Prompt A - Gather every line in the entries below that contains the string "studio", matching case exactly.

Quoted passage -
★ ★ ★ ★ ★ ★ ★

Of course, if an interested minority party has effectively infinite money,
they can start to tip the scales.
On Mon, Mar 14, 2011 at 4:13 PM, Ian Woollard <ian.woollard(a)gmail.com>wrote;wrote:
On 14/03/2011, David Goodman <dggenwp(a)gmail.com>
wrote:
It is possible to provide arguments against the
reliability of any
source whatever. (And in the other direction, it is possible to take
most sources and selectively quote them to provide evidence for
support for any position whatever.) It is possible to destroy the
integrity of any article by concentrating on finding weaknesses in the
sourcing combined with careful use of sources that appear reliable,
but are not really to the point. Even a single person doing this can
work havoc, and if this is done in a concerted way, it provides ample
scope for the expression of bias.

★ ★ ★ ★ ★ ★ ★

Working data -
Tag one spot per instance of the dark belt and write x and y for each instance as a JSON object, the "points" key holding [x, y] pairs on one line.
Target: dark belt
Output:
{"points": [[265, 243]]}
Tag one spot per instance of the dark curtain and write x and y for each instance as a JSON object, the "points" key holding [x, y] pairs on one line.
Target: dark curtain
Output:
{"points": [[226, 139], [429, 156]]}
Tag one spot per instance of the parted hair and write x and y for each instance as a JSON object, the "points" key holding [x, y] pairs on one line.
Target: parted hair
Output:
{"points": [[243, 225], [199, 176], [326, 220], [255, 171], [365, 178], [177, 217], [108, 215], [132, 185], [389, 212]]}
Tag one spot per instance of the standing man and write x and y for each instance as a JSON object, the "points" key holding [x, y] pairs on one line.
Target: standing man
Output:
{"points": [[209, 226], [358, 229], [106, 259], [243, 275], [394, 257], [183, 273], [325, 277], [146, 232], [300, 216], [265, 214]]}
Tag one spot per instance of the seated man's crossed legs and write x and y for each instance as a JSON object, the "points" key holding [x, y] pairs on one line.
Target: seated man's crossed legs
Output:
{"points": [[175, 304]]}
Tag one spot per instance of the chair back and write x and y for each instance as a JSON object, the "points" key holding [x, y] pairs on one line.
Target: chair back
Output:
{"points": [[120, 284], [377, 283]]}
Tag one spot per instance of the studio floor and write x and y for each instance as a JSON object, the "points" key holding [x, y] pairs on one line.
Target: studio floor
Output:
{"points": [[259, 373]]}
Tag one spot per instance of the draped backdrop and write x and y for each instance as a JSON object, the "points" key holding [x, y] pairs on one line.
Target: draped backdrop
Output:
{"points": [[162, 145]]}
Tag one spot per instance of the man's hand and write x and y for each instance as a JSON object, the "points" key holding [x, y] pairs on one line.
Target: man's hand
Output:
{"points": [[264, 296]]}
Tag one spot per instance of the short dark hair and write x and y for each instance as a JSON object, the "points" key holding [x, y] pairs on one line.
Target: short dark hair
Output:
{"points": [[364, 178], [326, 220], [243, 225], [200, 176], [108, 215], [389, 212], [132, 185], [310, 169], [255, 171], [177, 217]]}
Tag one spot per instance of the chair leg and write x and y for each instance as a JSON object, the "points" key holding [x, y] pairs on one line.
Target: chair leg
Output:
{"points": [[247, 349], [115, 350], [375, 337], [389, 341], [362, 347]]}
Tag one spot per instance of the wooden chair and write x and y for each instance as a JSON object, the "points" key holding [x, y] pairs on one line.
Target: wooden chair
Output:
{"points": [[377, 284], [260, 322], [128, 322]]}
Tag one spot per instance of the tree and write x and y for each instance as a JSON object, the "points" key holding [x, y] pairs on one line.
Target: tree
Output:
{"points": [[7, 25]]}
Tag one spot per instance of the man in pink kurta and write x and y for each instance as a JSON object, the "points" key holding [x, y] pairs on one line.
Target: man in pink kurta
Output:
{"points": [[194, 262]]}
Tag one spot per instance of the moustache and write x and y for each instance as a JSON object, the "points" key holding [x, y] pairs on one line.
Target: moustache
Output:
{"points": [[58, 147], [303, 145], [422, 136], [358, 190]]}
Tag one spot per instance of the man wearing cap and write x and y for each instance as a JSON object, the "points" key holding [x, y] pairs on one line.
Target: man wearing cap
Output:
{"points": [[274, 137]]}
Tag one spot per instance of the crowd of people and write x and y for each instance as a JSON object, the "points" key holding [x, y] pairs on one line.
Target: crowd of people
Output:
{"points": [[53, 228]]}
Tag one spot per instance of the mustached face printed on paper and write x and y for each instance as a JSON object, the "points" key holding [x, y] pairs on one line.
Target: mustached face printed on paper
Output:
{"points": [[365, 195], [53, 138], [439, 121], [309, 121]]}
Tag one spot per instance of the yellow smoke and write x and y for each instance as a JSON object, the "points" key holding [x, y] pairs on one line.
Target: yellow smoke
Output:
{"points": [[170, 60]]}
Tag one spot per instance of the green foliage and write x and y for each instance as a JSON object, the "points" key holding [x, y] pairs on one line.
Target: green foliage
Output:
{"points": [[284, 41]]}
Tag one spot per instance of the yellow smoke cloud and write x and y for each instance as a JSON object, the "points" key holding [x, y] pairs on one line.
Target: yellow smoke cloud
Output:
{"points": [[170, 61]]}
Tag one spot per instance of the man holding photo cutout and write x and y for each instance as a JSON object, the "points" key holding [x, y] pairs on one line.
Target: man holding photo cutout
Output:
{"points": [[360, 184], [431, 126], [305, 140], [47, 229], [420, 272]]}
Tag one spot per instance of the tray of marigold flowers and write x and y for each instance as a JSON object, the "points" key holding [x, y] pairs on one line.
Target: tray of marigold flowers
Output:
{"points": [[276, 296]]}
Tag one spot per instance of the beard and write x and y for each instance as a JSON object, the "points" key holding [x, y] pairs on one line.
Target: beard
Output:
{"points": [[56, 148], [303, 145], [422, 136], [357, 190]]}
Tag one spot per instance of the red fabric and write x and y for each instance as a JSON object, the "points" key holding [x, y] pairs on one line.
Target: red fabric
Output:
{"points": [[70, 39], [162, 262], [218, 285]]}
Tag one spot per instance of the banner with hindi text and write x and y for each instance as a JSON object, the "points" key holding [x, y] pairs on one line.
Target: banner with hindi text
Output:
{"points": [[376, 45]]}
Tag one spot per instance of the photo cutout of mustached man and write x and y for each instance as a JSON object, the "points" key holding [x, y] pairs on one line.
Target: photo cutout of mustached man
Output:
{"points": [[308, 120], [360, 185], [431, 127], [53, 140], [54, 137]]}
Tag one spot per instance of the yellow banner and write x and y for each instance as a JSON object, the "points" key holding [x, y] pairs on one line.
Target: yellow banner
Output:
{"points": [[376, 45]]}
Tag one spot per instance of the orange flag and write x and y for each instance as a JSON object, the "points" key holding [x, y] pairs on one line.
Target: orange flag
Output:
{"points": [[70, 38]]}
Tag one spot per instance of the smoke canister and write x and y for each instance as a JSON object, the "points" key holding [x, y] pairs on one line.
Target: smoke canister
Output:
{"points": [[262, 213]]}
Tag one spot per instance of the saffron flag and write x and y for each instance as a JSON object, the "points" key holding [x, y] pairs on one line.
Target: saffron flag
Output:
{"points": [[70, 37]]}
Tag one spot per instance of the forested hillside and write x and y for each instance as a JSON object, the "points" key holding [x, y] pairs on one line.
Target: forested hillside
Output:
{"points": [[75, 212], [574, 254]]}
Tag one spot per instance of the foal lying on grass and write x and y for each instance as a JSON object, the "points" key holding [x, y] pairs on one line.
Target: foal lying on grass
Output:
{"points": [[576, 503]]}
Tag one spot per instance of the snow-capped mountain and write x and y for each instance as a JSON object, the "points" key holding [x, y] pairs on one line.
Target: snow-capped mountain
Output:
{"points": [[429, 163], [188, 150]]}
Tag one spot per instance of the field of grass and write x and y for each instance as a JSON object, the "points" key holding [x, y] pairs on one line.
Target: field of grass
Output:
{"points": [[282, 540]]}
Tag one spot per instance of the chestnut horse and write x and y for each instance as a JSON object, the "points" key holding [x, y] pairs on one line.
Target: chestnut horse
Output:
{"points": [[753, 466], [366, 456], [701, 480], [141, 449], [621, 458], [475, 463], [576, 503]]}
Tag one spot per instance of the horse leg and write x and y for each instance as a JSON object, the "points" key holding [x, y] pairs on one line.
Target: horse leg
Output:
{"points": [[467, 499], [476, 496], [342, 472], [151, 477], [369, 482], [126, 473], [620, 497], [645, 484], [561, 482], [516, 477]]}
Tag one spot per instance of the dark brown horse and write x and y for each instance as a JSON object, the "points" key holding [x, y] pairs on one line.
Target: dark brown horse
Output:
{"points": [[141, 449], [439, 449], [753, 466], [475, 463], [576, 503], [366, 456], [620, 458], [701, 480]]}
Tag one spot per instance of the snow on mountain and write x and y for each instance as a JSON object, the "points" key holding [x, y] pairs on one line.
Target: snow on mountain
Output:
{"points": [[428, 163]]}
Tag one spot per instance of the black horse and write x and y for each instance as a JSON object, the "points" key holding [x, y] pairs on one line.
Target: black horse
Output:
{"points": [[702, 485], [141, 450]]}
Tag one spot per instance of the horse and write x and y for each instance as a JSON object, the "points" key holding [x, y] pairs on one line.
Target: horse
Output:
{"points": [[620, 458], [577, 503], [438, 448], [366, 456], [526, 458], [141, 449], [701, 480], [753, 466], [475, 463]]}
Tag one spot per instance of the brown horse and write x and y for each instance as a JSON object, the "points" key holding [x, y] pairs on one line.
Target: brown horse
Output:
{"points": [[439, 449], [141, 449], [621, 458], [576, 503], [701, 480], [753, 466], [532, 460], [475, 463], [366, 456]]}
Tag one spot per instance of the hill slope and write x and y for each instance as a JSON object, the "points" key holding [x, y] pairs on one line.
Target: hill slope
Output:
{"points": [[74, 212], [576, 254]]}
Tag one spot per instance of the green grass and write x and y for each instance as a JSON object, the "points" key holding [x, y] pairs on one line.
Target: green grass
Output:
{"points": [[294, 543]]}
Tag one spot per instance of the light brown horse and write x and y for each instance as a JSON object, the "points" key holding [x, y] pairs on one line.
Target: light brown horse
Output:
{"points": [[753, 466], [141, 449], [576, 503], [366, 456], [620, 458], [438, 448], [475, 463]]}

★ ★ ★ ★ ★ ★ ★

Prompt B - Write what comes next in the email passage above about sourcing and bias, picking up after its last sentence.

Exercise result A -
Tag one spot per instance of the studio floor and write x and y for each instance as a JSON object, the "points" key holding [x, y] pairs on one line.
Target: studio floor

Exercise result B -
I agree that it can be very problematic, but it only really works to
the extent that it's not obvious that this is happening, since if
enough people dig up enough sources via normal means they will
overwhelm the person or people trying to create an imbalance; because
they're nearly always going to be a minority. And if the views are not
in a minority, then their views are likely to be part of the NPOV
anyway.
So the relativistic point of view of truth has significant limits; and
that's part of why the Wikipedia works.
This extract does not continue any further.